:: Извлечённый текст ::
####################
В сочетании с «переживаемостью» они сразу задают некую терминологически-понятийную сетку, характерную для вполне определенной, а именно позднезиммелевской версии философии жизни, постулирующей в качестве своего отправного пункта вместо картезианского «я мыслю» дильтеевское «я переживаю», то есть «живу», «проживая» и «изживая»»живую жизнь». Специфически зиммелевский момент этого варианта философии жизни, особенно отчетливо фиксируемый при сравнении, например, с бергсоновским, заключается именно в особом акцентировании «единственности» – то есть однократности, неповторимости и (в этом смысле) абсолютной уникальности – «действительной» – жизни и ее переживания. И хотя при этом вовсе не исключается бергсоновский мотив в понимании жизни: жизнь как порыв, становление, чистая «длительность» и т. п., тем не менее и здесь подчеркивается ее – категориальная – «единственность» (однократность, моментальность, мгновенность и пр.). Из сочетания (не лишенного, как мы сможем убедиться, внутренней противоречивости) этих двух мотивов и возникает представление о том, что молодой Бахтин определит как «событийность» жизни: и в целом, и в каждом моменте ее («переживаемого») бытия.

В конце концов упомянутая выше «переживаемость» и сообщает, по мысли молодого «зиммелианца», столь же уникальный, сколь и событийный характер каждому мгновению этого бытия. Характер спонтанного вспыхивания, возгорания и угасания неповторимой искорки «живой жизни». Каждая такая «искорка» – это сконцентрированная в себе самой, предельно напряженная целостность жизни, где всякое переживание уже деятельно («практично» в самом широком смысле этого слова), а всякая Деятельность тождественна ее «самопереживанию». Поэтому автор трактата с самого начала своего рассуждения подчеркивает актуальный характер такого «деятельностного» переживания, вводя термин «акт-деятельность». Причем, по словам Бахтина, «истинно реален» («действителен»), то есть «причастен единственному бытию-событию», каждый такой акт лишь «в его целом» (1, 82). А эта целостность, кроме (и прежде) всего прочего, означает, согласно одному из основополагающих постулатов трактата, нерасторжимость актуально-«деятельностного» («переживательного») и «содержательно-смыслового» ее аспектов. Только так понятый акт «жив, полностью… и безысходно есть – становится, совершается»: лишь о таком акте можно сказать, что он «живой участник события-бытия», то есть «приобщен единственному единству свершающегося бытия» (1, 82);

Эти бахтинские определения бытия, с одной стороны, в качестве становящегося: бытие, отождествляемое со становлением, а с другой – как неповторимо уникального: само это становление толкуется в качестве неопределенного множества неповторимых «актов», превращающих каждый такой его момент в событие («событие бытия», как впоследствии скажет о том же самом М. Хайдеггер), и заставляют вспомнить о концепции позднего Г. Зиммеля, развернутой в его большой статье «Индивидуальный закон. К истолкованию принципа этики». Тем более, что, как мы убеждаемся уже с самого начала, и все приведенные аксиоматические определения Бахтина читаются более или менее аутентично лишь в контексте исходных дефиниций этой в высшей степени любопытной и симптоматичной статьи.
####################
:: Исходные данные ::
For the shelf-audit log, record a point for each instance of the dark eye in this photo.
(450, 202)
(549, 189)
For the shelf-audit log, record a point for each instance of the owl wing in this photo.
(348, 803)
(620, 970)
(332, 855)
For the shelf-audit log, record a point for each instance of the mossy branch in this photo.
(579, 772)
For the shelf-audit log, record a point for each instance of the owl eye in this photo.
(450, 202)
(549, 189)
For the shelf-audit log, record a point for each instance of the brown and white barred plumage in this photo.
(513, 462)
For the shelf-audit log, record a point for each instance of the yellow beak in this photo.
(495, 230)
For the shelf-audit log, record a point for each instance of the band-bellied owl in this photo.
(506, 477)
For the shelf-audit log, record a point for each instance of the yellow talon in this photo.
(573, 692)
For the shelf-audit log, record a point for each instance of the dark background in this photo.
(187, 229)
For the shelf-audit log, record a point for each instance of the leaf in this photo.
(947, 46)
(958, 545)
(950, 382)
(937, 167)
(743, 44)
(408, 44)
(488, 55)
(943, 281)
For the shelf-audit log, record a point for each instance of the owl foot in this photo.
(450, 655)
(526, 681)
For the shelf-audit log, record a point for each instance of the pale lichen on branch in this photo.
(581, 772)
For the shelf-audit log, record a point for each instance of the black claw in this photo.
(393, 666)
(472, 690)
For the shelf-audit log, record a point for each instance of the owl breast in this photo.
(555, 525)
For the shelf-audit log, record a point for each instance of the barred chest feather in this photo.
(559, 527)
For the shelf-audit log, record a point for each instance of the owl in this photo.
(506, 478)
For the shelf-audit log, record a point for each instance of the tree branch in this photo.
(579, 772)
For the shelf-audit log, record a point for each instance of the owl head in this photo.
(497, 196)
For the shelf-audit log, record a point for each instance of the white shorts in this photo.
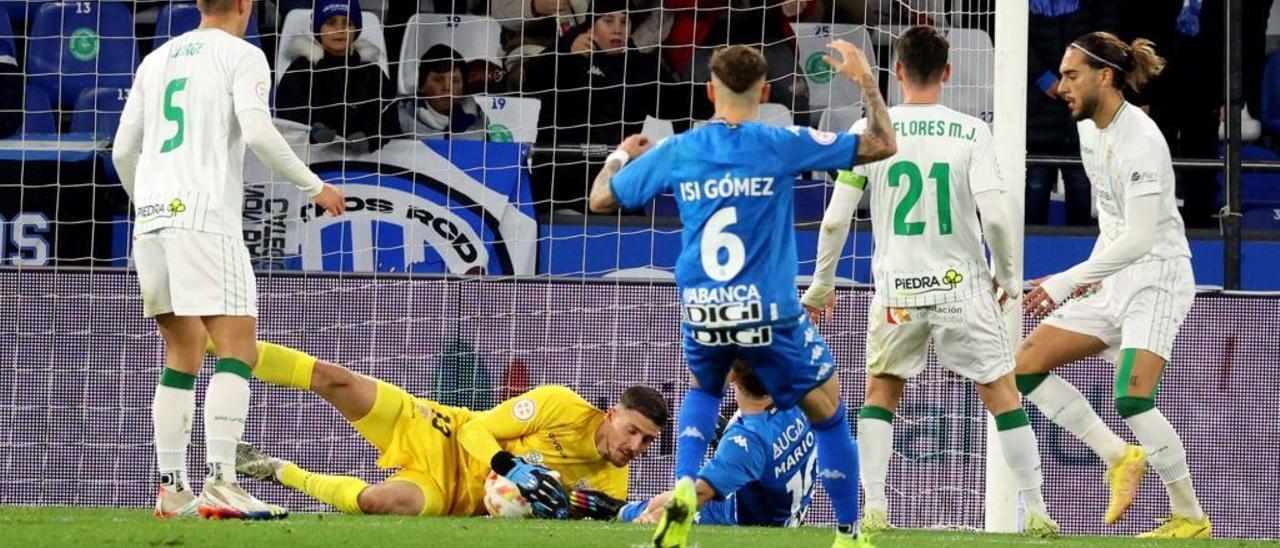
(1141, 306)
(193, 273)
(968, 337)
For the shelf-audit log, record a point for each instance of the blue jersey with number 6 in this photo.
(768, 461)
(735, 190)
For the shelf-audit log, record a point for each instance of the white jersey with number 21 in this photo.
(928, 240)
(186, 95)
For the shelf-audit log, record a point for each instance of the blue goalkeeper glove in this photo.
(1188, 21)
(535, 483)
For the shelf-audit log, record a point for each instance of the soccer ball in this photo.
(502, 498)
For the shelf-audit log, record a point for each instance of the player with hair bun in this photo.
(1129, 298)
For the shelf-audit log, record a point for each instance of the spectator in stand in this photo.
(336, 85)
(700, 27)
(1050, 128)
(595, 90)
(1187, 100)
(440, 109)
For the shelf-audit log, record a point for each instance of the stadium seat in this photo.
(472, 36)
(1262, 218)
(1257, 188)
(776, 114)
(511, 119)
(97, 110)
(973, 73)
(179, 17)
(8, 53)
(298, 23)
(827, 88)
(76, 45)
(1270, 114)
(37, 113)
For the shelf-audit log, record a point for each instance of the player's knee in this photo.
(329, 378)
(1129, 406)
(1029, 360)
(388, 502)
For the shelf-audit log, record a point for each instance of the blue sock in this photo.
(694, 430)
(837, 465)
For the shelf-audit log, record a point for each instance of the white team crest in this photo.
(822, 137)
(690, 432)
(524, 410)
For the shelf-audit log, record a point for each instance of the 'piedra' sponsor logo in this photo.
(928, 283)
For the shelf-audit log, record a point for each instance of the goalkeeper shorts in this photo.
(968, 337)
(191, 273)
(1141, 306)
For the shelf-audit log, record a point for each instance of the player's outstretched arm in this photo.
(1141, 233)
(602, 199)
(265, 141)
(819, 298)
(878, 141)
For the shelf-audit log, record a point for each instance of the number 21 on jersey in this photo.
(941, 174)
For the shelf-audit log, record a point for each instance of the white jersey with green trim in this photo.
(928, 240)
(184, 96)
(1127, 159)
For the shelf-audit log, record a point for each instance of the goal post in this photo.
(1001, 505)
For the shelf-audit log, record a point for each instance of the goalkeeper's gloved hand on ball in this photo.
(589, 503)
(538, 484)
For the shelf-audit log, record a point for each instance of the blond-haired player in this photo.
(1132, 293)
(179, 150)
(442, 455)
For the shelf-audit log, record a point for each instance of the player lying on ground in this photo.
(1133, 292)
(763, 471)
(931, 273)
(734, 183)
(179, 150)
(442, 455)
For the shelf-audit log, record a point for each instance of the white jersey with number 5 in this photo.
(184, 96)
(928, 241)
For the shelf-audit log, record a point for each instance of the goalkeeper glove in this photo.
(538, 484)
(589, 503)
(1188, 21)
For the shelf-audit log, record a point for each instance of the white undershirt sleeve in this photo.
(996, 231)
(265, 141)
(1141, 233)
(836, 222)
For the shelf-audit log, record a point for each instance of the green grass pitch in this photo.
(39, 526)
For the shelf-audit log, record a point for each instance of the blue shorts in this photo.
(713, 512)
(790, 357)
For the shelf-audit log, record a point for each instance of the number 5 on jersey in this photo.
(174, 113)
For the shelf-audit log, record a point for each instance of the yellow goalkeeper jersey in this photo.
(548, 425)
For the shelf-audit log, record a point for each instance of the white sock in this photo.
(1022, 453)
(1068, 407)
(172, 411)
(874, 450)
(1168, 456)
(225, 409)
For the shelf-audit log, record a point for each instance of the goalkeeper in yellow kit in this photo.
(442, 455)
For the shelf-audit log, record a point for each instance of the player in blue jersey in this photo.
(763, 470)
(734, 183)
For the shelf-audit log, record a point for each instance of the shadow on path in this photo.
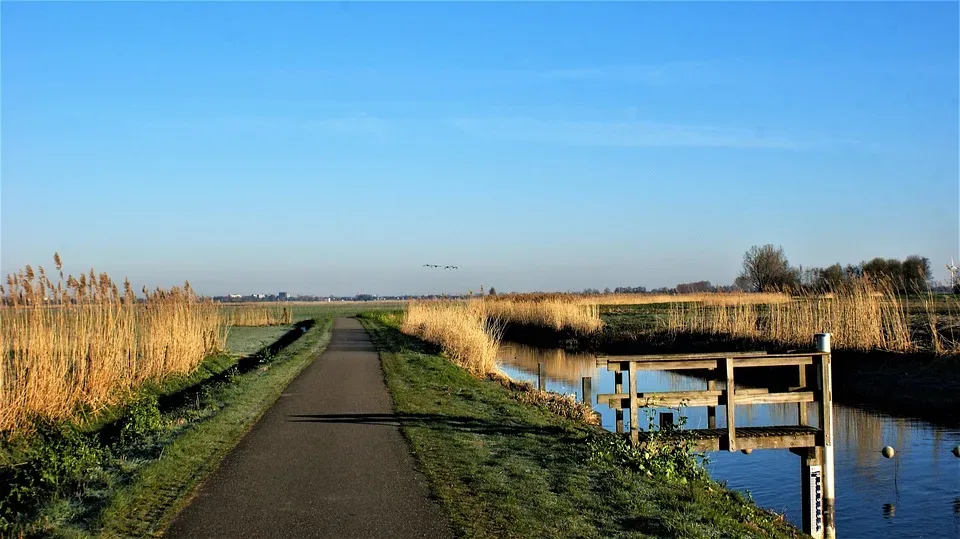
(428, 420)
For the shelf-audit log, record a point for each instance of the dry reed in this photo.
(559, 314)
(862, 316)
(83, 344)
(461, 328)
(259, 315)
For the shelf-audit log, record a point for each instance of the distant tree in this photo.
(742, 284)
(766, 269)
(693, 288)
(825, 279)
(916, 273)
(883, 269)
(630, 290)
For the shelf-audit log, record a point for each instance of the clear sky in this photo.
(335, 148)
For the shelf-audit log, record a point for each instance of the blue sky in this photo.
(334, 148)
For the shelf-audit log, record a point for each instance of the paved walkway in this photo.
(313, 467)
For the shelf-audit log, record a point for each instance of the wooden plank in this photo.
(662, 365)
(618, 387)
(672, 399)
(634, 409)
(623, 401)
(711, 410)
(827, 400)
(777, 398)
(789, 437)
(802, 406)
(731, 406)
(774, 361)
(665, 394)
(675, 357)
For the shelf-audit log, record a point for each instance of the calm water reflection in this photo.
(916, 494)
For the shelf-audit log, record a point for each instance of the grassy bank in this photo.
(502, 467)
(130, 473)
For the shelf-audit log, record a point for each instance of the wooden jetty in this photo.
(814, 385)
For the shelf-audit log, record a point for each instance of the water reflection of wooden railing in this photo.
(813, 444)
(559, 364)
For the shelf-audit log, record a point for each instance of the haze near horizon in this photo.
(335, 148)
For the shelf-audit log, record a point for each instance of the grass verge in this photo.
(504, 468)
(130, 476)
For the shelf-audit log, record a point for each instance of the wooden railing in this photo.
(813, 385)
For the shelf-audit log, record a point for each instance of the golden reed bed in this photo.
(258, 315)
(83, 343)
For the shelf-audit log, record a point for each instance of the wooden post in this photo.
(802, 406)
(731, 406)
(829, 491)
(634, 405)
(618, 388)
(711, 410)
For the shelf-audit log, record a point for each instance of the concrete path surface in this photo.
(306, 469)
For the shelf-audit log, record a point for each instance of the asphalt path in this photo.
(315, 466)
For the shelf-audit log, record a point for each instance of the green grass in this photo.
(336, 309)
(501, 468)
(130, 476)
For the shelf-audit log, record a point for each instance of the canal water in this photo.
(915, 494)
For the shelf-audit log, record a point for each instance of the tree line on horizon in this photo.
(766, 268)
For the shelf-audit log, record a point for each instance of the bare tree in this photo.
(766, 269)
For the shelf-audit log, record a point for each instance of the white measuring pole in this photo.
(829, 488)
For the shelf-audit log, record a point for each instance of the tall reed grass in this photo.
(861, 316)
(259, 315)
(462, 329)
(82, 343)
(558, 314)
####################
:: Ваши задания ::
**1)** Приведите ещё раз фрагмент текста о Бахтине и Зиммеле, начиная со слов «Эти бахтинские определения» и заканчивая словами «и симптоматичной статьи.».
**2)** Перескажите короче в виде списка абзац текста о Бахтине и Зиммеле, начинающийся словами «Эти бахтинские определения бытия», сохранив его основные положения.

:: Ответы к заданиям ::
**1)**
Эти бахтинские определения бытия, с одной стороны, в качестве становящегося: бытие, отождествляемое со становлением, а с другой – как неповторимо уникального: само это становление толкуется в качестве неопределенного множества неповторимых «актов», превращающих каждый такой его момент в событие («событие бытия», как впоследствии скажет о том же самом М. Хайдеггер), и заставляют вспомнить о концепции позднего Г. Зиммеля, развернутой в его большой статье «Индивидуальный закон. К истолкованию принципа этики». Тем более, что, как мы убеждаемся уже с самого начала, и все приведенные аксиоматические определения Бахтина читаются более или менее аутентично лишь в контексте исходных дефиниций этой в высшей степени любопытной и симптоматичной статьи.

**2)**
- Бахтин определяет бытие как становящееся, то есть отождествляет его со становлением.
- Одновременно бытие у него неповторимо уникально. Становление толкуется как неопределенное множество неповторимых «актов», и каждый из них превращает свой момент в событие. Позднее М. Хайдеггер назовет то же самое «событием бытия».
- Эти определения напоминают о концепции позднего Г. Зиммеля, развернутой в его большой статье «Индивидуальный закон. К истолкованию принципа этики».
- Все аксиоматические определения Бахтина читаются более или менее аутентично лишь в контексте исходных дефиниций этой статьи.